[Boundary labeling items]
■ ■ ■ ■ ■ ■ ■

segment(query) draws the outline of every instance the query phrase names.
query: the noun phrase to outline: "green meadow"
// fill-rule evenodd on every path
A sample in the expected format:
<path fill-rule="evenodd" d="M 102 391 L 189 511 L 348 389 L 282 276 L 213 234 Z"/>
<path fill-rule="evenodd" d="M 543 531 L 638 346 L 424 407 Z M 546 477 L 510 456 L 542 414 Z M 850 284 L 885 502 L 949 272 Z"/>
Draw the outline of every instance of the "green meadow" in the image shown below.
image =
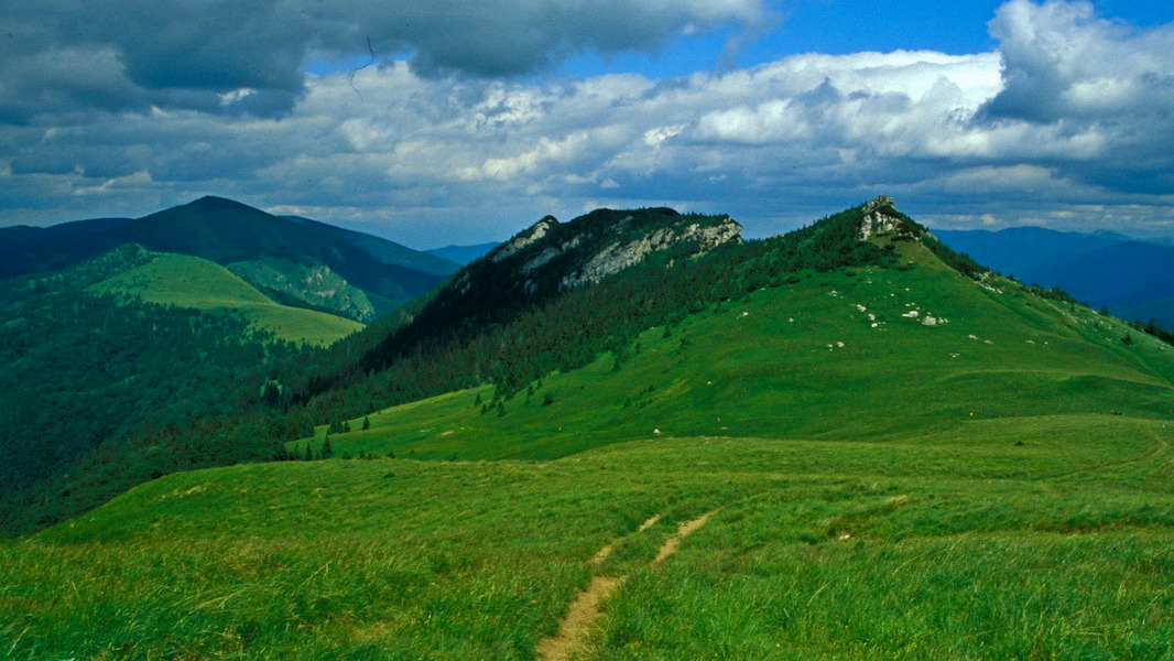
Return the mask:
<path fill-rule="evenodd" d="M 1174 659 L 1169 348 L 903 250 L 2 545 L 0 652 Z"/>
<path fill-rule="evenodd" d="M 1174 424 L 969 431 L 176 474 L 0 547 L 0 640 L 11 659 L 534 659 L 594 574 L 627 581 L 581 659 L 1169 659 Z"/>
<path fill-rule="evenodd" d="M 255 328 L 298 344 L 330 344 L 363 328 L 335 315 L 274 303 L 224 267 L 190 255 L 158 254 L 92 289 L 128 294 L 148 303 L 239 313 Z"/>
<path fill-rule="evenodd" d="M 987 289 L 919 250 L 908 257 L 908 271 L 803 274 L 512 397 L 484 386 L 373 412 L 369 430 L 349 420 L 331 445 L 353 457 L 553 459 L 657 431 L 910 440 L 963 437 L 985 420 L 1174 417 L 1174 348 L 1017 283 Z M 325 431 L 289 447 L 318 452 Z"/>

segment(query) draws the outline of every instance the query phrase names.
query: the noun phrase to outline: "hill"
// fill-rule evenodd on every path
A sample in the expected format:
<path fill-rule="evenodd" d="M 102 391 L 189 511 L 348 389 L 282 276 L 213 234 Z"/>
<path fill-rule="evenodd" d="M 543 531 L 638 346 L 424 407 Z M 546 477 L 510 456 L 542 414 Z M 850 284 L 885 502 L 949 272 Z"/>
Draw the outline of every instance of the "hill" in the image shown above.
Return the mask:
<path fill-rule="evenodd" d="M 450 262 L 456 262 L 460 265 L 465 265 L 478 257 L 483 257 L 490 250 L 497 248 L 498 243 L 477 243 L 473 245 L 445 245 L 441 248 L 432 248 L 425 250 L 430 255 L 436 255 Z"/>
<path fill-rule="evenodd" d="M 278 303 L 359 322 L 399 308 L 457 268 L 378 237 L 209 196 L 141 218 L 0 229 L 0 277 L 56 271 L 124 244 L 202 257 Z"/>
<path fill-rule="evenodd" d="M 252 326 L 281 339 L 330 344 L 363 329 L 337 315 L 274 303 L 232 271 L 214 262 L 171 252 L 148 254 L 146 263 L 89 286 L 101 294 L 124 294 L 148 303 L 237 313 Z"/>
<path fill-rule="evenodd" d="M 379 459 L 175 474 L 0 546 L 9 656 L 1168 657 L 1174 350 L 891 200 L 735 237 L 544 220 L 308 402 L 472 382 L 331 420 Z"/>
<path fill-rule="evenodd" d="M 1094 308 L 1126 319 L 1155 319 L 1174 326 L 1174 247 L 1115 235 L 1061 232 L 1044 228 L 936 232 L 967 252 L 1026 283 L 1059 286 Z"/>
<path fill-rule="evenodd" d="M 245 316 L 196 309 L 277 305 L 221 267 L 196 259 L 193 268 L 193 259 L 126 245 L 52 276 L 0 279 L 0 520 L 43 525 L 70 512 L 61 491 L 79 493 L 79 484 L 99 477 L 76 470 L 99 450 L 124 471 L 163 474 L 157 456 L 129 452 L 133 439 L 239 411 L 261 396 L 276 363 L 310 352 Z M 198 269 L 212 277 L 160 279 L 198 276 Z M 291 319 L 304 312 L 285 310 Z M 158 439 L 153 445 L 157 451 Z M 177 465 L 191 464 L 188 457 Z M 26 490 L 54 479 L 69 486 L 53 499 L 23 500 Z M 107 497 L 120 491 L 115 485 L 129 486 L 109 481 Z"/>

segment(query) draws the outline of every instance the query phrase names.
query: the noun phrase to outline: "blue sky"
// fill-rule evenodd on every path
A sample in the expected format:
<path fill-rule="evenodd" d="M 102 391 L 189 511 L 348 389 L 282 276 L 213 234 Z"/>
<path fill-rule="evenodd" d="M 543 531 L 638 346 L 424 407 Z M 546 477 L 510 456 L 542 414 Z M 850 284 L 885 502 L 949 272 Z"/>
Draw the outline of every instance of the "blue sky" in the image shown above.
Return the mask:
<path fill-rule="evenodd" d="M 413 247 L 599 205 L 762 236 L 885 193 L 1174 236 L 1174 4 L 119 5 L 0 6 L 0 224 L 212 194 Z"/>

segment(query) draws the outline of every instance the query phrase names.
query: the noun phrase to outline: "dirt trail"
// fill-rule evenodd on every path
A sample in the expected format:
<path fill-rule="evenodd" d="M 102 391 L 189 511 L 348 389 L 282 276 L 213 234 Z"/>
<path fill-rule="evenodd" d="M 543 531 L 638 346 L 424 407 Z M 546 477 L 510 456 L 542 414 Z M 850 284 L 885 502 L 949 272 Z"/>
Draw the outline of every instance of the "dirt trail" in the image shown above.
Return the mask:
<path fill-rule="evenodd" d="M 706 521 L 710 517 L 716 514 L 718 510 L 713 510 L 706 512 L 701 517 L 693 519 L 691 521 L 686 521 L 676 528 L 676 533 L 673 537 L 664 540 L 661 545 L 660 551 L 656 552 L 656 558 L 653 560 L 653 565 L 660 565 L 666 558 L 676 553 L 676 549 L 681 546 L 681 541 L 697 531 L 701 526 L 706 525 Z M 645 532 L 646 530 L 656 525 L 660 521 L 660 514 L 648 519 L 636 528 L 636 533 Z M 633 534 L 636 534 L 633 533 Z M 609 544 L 603 548 L 600 548 L 595 555 L 587 561 L 592 567 L 598 567 L 607 560 L 607 557 L 612 554 L 612 549 L 615 544 Z M 602 615 L 600 606 L 607 598 L 612 596 L 615 591 L 623 585 L 623 581 L 628 580 L 628 576 L 594 576 L 591 580 L 591 585 L 587 589 L 579 593 L 579 596 L 571 603 L 571 608 L 567 609 L 567 614 L 564 615 L 562 621 L 559 622 L 559 630 L 553 636 L 541 640 L 538 643 L 538 659 L 539 661 L 569 661 L 571 656 L 582 647 L 583 638 L 591 629 L 592 625 Z"/>
<path fill-rule="evenodd" d="M 650 519 L 648 519 L 643 524 L 640 524 L 640 527 L 636 528 L 636 532 L 637 533 L 642 533 L 642 532 L 647 531 L 648 528 L 650 528 L 654 525 L 656 525 L 656 521 L 659 521 L 659 520 L 660 520 L 660 514 L 653 514 L 653 517 Z M 633 533 L 633 534 L 635 534 L 635 533 Z M 626 538 L 620 538 L 619 541 L 622 541 L 623 539 L 626 539 Z M 619 544 L 619 541 L 616 541 L 615 544 Z M 600 565 L 602 565 L 603 560 L 607 560 L 607 557 L 610 555 L 612 551 L 615 549 L 615 544 L 609 544 L 609 545 L 605 546 L 603 548 L 600 548 L 599 552 L 595 553 L 595 555 L 592 555 L 591 560 L 588 560 L 587 564 L 591 565 L 592 567 L 599 567 Z"/>
<path fill-rule="evenodd" d="M 676 534 L 666 539 L 660 551 L 656 552 L 656 559 L 653 560 L 653 565 L 660 565 L 661 562 L 664 561 L 666 558 L 676 553 L 677 547 L 681 546 L 681 541 L 684 540 L 684 538 L 693 534 L 694 532 L 696 532 L 697 528 L 706 525 L 706 521 L 708 521 L 709 518 L 716 513 L 717 510 L 706 512 L 704 514 L 697 517 L 691 521 L 686 521 L 681 524 L 681 527 L 676 528 Z"/>
<path fill-rule="evenodd" d="M 542 661 L 567 661 L 579 649 L 587 629 L 600 616 L 599 605 L 615 592 L 627 576 L 595 576 L 587 589 L 579 593 L 571 609 L 559 623 L 559 633 L 538 643 Z"/>

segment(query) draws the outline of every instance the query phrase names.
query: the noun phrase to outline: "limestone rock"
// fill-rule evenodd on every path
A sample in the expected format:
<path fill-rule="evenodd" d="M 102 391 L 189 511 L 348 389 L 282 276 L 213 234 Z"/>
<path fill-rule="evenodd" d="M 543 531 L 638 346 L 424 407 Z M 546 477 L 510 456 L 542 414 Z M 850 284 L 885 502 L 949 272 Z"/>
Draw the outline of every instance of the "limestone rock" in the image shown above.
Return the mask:
<path fill-rule="evenodd" d="M 892 197 L 888 195 L 880 195 L 864 204 L 864 217 L 861 220 L 861 231 L 857 235 L 861 241 L 868 241 L 882 234 L 891 234 L 902 228 L 902 220 L 889 213 L 895 208 L 893 204 Z"/>

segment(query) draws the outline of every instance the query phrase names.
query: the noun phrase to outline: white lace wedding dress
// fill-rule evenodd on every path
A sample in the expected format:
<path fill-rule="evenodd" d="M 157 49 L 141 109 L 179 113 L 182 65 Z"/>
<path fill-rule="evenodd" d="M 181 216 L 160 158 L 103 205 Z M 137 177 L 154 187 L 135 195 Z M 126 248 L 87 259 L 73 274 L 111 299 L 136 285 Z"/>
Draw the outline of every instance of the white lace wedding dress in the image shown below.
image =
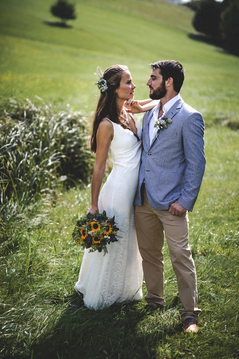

■ ■ ■ ■ ■ ■ ■

WHAT TO DO ▸ Reproduce the data word for word from its very first line through the line that contains "987 289 L 919", including that line. Leave the pictures out.

CORRECT RESPONSE ▸
segment(query) draws the outline of every instance the query phrase names.
query: the noun phrase to outline: "green meadow"
// fill-rule evenodd on every path
A sample in the expected format:
<path fill-rule="evenodd" d="M 102 391 L 189 511 L 348 389 L 282 276 L 213 234 Z"/>
<path fill-rule="evenodd" d="M 543 531 L 638 346 L 424 407 Z M 546 477 L 510 456 L 542 414 Z M 850 284 L 885 502 L 949 272 Z"/>
Draw the outline of every instance of the "green meadow" in the image shown below.
image =
Return the mask:
<path fill-rule="evenodd" d="M 1174 659 L 1169 348 L 903 250 L 2 545 L 0 652 Z"/>
<path fill-rule="evenodd" d="M 1174 424 L 969 431 L 176 474 L 0 547 L 0 640 L 11 659 L 534 659 L 594 574 L 627 581 L 581 659 L 1169 659 Z"/>
<path fill-rule="evenodd" d="M 255 328 L 298 344 L 330 344 L 363 328 L 335 315 L 274 303 L 224 267 L 190 255 L 158 254 L 92 289 L 128 294 L 148 303 L 239 313 Z"/>
<path fill-rule="evenodd" d="M 987 289 L 919 250 L 908 257 L 908 271 L 803 274 L 512 397 L 484 386 L 373 412 L 369 430 L 349 420 L 331 445 L 353 457 L 553 459 L 657 431 L 910 440 L 963 437 L 985 420 L 1174 417 L 1174 348 L 1017 283 Z M 325 431 L 289 447 L 318 452 Z"/>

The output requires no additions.